__EXERCISE TASK__
Echo these lines back verbatim, leaving out the pictures.
*** THE INPUT ***
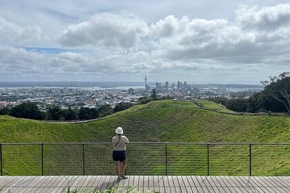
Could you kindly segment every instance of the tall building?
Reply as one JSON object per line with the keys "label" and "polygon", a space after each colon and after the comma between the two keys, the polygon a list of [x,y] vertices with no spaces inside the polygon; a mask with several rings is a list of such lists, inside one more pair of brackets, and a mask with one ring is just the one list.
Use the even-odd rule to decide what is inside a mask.
{"label": "tall building", "polygon": [[148,90],[148,85],[147,85],[147,73],[145,72],[145,90],[146,91]]}
{"label": "tall building", "polygon": [[184,88],[187,89],[187,83],[186,81],[183,83]]}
***
__PROBLEM SOLUTION__
Could you kindly segment every instance of the tall building?
Reply as one JSON object per line with the keys "label" and "polygon", a space after each colon and after the comma between the two keys, the polygon a list of [x,y] vertices with no spaces inside the polygon; a mask with several rings is a list of such lists, inside one more pair of brackets, and a mask with one ring is just the one list.
Use the even-odd rule to decide what is inside a mask.
{"label": "tall building", "polygon": [[148,90],[148,85],[147,85],[147,73],[145,72],[145,90],[146,91]]}
{"label": "tall building", "polygon": [[184,88],[187,89],[187,83],[186,81],[183,83]]}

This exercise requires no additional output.